### Assignment:
The line that contains "Could you please outline every instance of the **bald" marks the end: retype the data below exactly from its first line through that line.

### Dataset records:

****************

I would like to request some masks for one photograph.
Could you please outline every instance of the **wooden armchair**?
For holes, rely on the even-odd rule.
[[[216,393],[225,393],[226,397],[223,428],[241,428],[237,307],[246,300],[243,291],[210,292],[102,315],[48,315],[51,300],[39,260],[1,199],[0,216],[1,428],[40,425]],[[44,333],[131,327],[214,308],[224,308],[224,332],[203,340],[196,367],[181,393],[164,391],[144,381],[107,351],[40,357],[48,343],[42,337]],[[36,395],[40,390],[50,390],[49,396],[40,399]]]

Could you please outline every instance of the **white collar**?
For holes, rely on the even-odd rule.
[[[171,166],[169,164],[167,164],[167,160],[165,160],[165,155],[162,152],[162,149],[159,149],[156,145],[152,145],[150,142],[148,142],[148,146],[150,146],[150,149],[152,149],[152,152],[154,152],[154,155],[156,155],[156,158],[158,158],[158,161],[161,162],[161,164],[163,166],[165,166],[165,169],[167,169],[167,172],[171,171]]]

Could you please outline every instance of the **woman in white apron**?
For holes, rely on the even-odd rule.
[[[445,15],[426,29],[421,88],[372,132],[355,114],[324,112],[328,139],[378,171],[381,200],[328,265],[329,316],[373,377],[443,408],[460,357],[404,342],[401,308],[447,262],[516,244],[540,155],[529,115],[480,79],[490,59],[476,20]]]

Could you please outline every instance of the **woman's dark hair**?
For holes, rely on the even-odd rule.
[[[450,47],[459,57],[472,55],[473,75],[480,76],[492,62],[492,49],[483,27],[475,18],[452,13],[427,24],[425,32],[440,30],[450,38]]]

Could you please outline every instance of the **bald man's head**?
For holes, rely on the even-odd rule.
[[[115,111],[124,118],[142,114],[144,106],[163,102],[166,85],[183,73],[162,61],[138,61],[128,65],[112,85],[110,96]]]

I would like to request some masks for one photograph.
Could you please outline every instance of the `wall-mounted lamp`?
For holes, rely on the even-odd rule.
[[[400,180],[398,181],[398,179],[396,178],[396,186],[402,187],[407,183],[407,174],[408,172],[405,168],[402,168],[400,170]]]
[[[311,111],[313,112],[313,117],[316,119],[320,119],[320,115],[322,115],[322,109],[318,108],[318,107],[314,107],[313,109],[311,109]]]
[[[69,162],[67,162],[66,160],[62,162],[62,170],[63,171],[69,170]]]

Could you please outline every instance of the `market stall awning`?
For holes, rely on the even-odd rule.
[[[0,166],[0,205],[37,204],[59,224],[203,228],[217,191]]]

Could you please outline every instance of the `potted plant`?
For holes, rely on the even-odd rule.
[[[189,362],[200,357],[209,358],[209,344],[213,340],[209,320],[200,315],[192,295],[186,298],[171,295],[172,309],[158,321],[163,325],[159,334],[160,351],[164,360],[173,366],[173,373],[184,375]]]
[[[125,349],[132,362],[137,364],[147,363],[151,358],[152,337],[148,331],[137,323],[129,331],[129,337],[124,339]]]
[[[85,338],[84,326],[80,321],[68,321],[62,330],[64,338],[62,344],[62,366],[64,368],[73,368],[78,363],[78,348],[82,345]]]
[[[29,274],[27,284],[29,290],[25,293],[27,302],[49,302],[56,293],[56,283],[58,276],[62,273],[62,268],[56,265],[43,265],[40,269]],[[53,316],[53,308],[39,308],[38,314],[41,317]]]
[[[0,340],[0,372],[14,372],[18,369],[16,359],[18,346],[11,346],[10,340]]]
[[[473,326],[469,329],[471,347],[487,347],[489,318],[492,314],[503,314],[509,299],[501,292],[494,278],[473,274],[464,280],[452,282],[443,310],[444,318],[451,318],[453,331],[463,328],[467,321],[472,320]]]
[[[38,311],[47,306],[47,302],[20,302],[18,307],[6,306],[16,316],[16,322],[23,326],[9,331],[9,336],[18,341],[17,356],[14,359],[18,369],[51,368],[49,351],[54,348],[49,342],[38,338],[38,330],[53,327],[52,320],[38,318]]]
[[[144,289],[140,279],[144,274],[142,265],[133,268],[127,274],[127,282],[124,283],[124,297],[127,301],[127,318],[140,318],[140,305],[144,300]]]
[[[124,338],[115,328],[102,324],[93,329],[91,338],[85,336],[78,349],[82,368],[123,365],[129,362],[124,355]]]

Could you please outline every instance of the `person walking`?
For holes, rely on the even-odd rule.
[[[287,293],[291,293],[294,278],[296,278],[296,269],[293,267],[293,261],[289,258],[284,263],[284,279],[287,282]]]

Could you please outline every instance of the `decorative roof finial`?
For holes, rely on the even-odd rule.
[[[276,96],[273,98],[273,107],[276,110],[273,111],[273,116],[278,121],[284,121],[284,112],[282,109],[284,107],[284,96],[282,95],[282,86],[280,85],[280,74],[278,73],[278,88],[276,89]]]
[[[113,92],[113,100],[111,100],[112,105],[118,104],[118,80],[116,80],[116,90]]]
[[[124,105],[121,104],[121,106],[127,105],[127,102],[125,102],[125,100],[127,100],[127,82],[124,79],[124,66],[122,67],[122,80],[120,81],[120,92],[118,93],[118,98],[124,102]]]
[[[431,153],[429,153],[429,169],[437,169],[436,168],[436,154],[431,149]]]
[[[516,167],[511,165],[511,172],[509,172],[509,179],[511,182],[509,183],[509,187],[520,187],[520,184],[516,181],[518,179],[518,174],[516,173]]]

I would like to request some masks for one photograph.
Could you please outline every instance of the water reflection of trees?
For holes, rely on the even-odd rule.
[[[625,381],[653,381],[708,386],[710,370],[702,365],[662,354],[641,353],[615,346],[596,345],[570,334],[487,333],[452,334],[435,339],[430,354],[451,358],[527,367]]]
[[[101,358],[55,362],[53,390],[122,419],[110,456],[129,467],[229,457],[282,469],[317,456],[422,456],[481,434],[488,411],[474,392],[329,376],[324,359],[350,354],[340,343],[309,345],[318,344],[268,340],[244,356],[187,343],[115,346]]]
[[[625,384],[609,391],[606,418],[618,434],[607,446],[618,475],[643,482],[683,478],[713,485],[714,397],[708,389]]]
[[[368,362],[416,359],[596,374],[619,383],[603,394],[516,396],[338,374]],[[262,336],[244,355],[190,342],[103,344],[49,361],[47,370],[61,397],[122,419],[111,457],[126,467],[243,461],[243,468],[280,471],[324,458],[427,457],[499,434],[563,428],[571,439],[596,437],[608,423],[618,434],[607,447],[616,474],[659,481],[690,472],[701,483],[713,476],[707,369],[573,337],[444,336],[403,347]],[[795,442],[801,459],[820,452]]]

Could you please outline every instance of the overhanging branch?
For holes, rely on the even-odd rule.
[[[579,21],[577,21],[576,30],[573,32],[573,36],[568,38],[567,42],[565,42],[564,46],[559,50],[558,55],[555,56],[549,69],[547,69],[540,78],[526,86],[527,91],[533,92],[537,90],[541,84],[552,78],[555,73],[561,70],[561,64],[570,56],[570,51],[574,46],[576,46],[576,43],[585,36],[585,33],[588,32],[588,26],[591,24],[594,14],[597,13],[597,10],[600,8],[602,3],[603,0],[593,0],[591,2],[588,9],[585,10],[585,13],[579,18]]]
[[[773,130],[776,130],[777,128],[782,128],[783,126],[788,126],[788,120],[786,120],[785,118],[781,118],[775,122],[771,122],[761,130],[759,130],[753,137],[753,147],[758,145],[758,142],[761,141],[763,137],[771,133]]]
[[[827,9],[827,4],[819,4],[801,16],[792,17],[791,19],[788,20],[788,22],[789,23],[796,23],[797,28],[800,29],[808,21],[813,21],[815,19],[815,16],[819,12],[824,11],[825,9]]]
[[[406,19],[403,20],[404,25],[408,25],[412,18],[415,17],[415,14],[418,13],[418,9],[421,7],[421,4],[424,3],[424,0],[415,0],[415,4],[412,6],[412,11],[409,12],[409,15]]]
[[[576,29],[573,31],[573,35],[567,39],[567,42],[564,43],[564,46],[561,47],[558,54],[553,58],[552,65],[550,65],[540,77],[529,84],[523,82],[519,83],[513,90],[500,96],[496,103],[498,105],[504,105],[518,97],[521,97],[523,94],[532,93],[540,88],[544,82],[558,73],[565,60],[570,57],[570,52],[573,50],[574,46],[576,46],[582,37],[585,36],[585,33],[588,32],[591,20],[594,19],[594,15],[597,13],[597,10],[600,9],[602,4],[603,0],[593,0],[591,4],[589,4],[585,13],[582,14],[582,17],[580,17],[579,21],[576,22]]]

****************

### Response:
I would like to request some masks for one photograph.
Could you please outline every instance of the **wooden armchair**?
For holes, rely on the even-odd rule.
[[[216,393],[225,393],[226,397],[223,428],[241,428],[237,307],[246,300],[243,291],[210,292],[102,315],[48,315],[51,300],[39,260],[1,199],[0,216],[1,428],[40,425]],[[44,333],[131,327],[214,308],[224,308],[224,332],[203,340],[196,367],[181,393],[164,391],[144,381],[107,351],[40,357],[48,343],[42,337]],[[36,395],[40,390],[50,390],[49,396],[40,399]]]

Could you please outline every instance of the **white collar**?
For holes, rely on the even-odd rule.
[[[171,166],[169,164],[167,164],[167,160],[165,160],[165,155],[162,152],[162,149],[159,149],[156,145],[152,145],[150,142],[148,142],[148,146],[150,146],[150,149],[152,149],[152,152],[154,152],[154,155],[156,155],[156,158],[158,158],[158,161],[161,162],[161,164],[163,166],[165,166],[165,169],[167,169],[167,172],[171,171]]]

Could you please outline every instance of the **woman in white apron**?
For holes, rely on the even-odd rule.
[[[445,15],[426,29],[421,88],[372,132],[355,114],[324,112],[328,139],[378,171],[381,200],[328,265],[329,316],[373,377],[443,408],[460,357],[404,342],[401,308],[447,262],[516,244],[540,155],[529,115],[480,79],[490,59],[476,20]]]

Could you please outline every instance of the **woman's dark hair**?
For holes, rely on the even-odd rule.
[[[450,47],[459,57],[472,55],[473,75],[480,76],[492,62],[492,49],[483,27],[475,18],[452,13],[427,24],[425,32],[440,30],[450,38]]]

Could you please outline every instance of the **bald man's head**?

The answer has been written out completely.